Roxburgh Milkins’ Charles van der Lande considers how it should be approached and gives some tips for surviving the process.

Is due diligence inevitable?
Any prospective buyer of a business should want to be sure as possible that the business is worth what they are paying for it. It is therefore understandable that they will want to kick the tyres and carry out some investigations about the business, its assets and people. 

If you want to sell your business it is possible that you will find a buyer who is willing and has the money to just write a cheque without doing due diligence. However, especially in these economically difficult times, buyers like this will be few and far between.

Five tips for surviving due diligence for sellers

· Assume it will take time and be comprehensive. If sellers start with this mindset then they can prepare accordingly and are less likely to be frustrated

· Put yourself in the buyer's shoes. A seller should ask itself what questions a buyer is likely to ask and make sure that these questions can be answered 

· Get organised early. Prepare early, well before potential purchasers are approached

· Resource it. Assume due diligence will take time and then work out who is going to be responsible for fielding the different questions that will come in

· Present solutions. If there is a problem area, either resolve it or present a solution at the outset

We often find that even if some people on the buyer side are willing to proceed with minimal due diligence (perhaps a director who is championing the deal at a commercial level) often they are unable to do so because others (funders, shareholders and the main board) require thorough due diligence. So don’t just accept at face value any assertion that due diligence will be 'light touch' or 'limited' – make sure all stakeholders on the buying side agree with this.

What the reality of due diligence often is
Due diligence can certainly be a painful process for buyers and sellers alike: it can consume a lot of time and result in high professional fees. We have been involved in plenty of deals where this has created friction between the parties: "why is your lawyer/accountant asking this irrelevant question – can’t we just get on and sign the deal?", or "why is it difficult to provide this basic information which you should have at your fingertips?"

Lines of data:

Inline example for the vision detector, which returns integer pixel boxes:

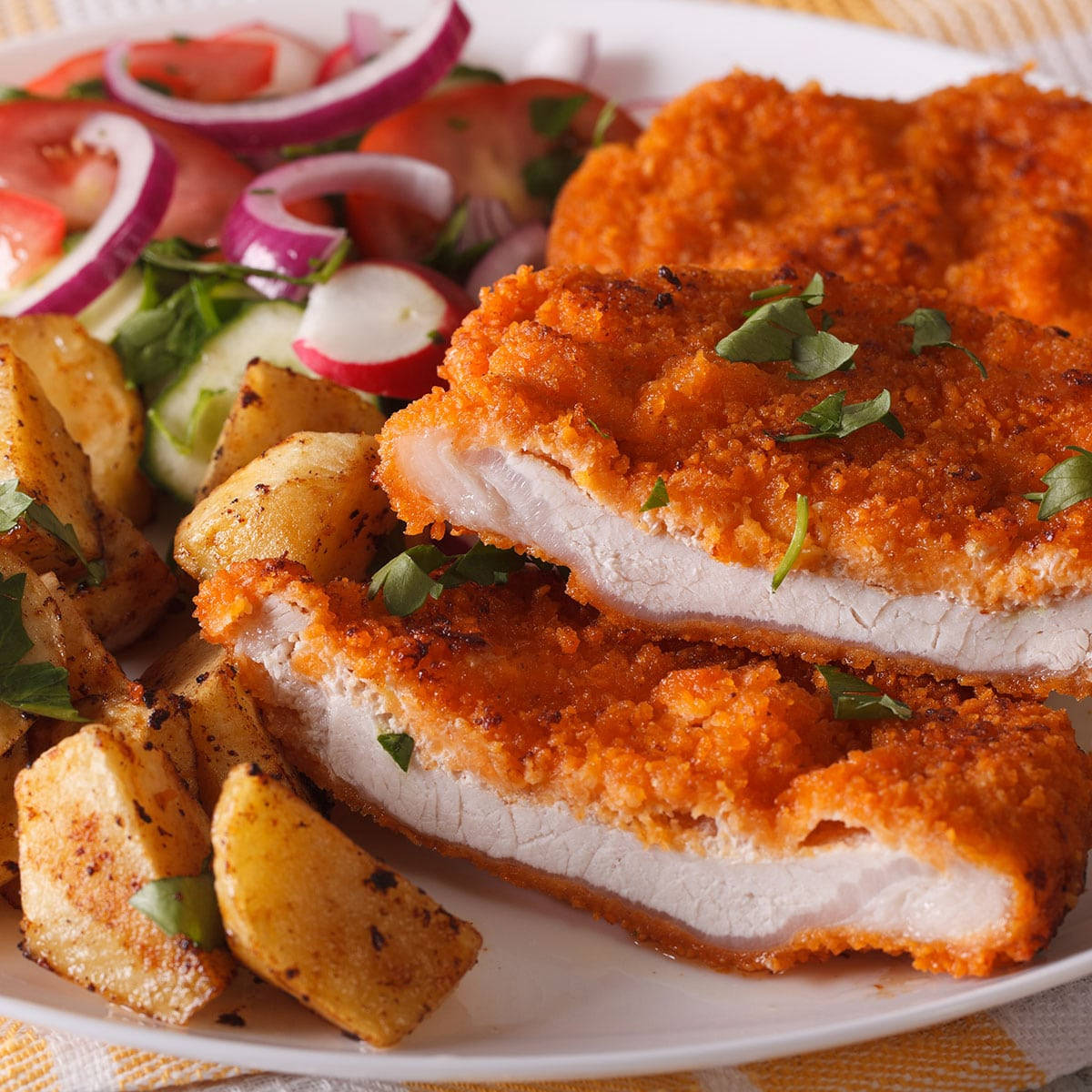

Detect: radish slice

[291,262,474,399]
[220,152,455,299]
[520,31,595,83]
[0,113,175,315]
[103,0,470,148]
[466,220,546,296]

# EXERCISE DESCRIPTION
Continue the article on due diligence for business sellers, starting after its last sentence.

# RESULT FOR THIS EXERCISE
In addition, it's a common complaint that the only persons who receive value from the due diligence process are the professional advisers who conduct it, with the sellers, buyers and target business, having got little of genuine use from the process.

Collaboration not confrontation
Sellers should assume from the outset that any buyer is going to want to investigate every element of the business and will only proceed if they have all the information that they need. If a seller does this then his interests are likely to be aligned with those of the buyer: they both have the aim of all relevant information being in the open.   

A buyer who is invited to see everything about a business is likely to have confidence that the seller has nothing to hide and, as a result, trust between the parties should grow. In contrast, if you have a seller who is unwilling or unable to provide information the opposite is likely to happen and it may actually mean that a buyer feels it needs to conduct more thorough due diligence.

Cracking old chestnuts
Sellers are sometimes tempted to assume that a buyer won’t find out or won’t be bothered about a particular issue. Sometimes this turns out to be right but, if it isn’t, the consequences can be significant – the buyer can decide not to proceed or the deal terms can change significantly.

From a legal perspective, we find that the same issues come up time and time again which cause problems in due diligence. Often these issues are ignored or overlooked until late in the sale process.  When this happens, mistrust between the parties can creep in and renegotiation of deal terms and price reductions become much more likely. Whereas, if the issues are identified and dealt with up front it is often possible for them to be resolved in a way which does not disrupt the deal process or terms.

Examples of these types of issues include:

  • Inadequate documentation for customer and supplier contracts
  • Inappropriate employment contracts for key members of staff
  • For intellectual property-rich business (such as those that develop software) inadequate evidence that the business owns/has the right to use IP
  • Dilapidations liabilities on leasehold properties which have not been provided for
  • Irregularities with share capital, where legal formalities have not been complied with

AccountingWEB members will have advised both sellers and buyers of businesses in relation to due diligence. Please share your experiences and insights. What issues do you see regularly? How do you advise your clients to prepare for due diligence?

Charles van der Lande is a partner at law firm Roxburgh Milkins.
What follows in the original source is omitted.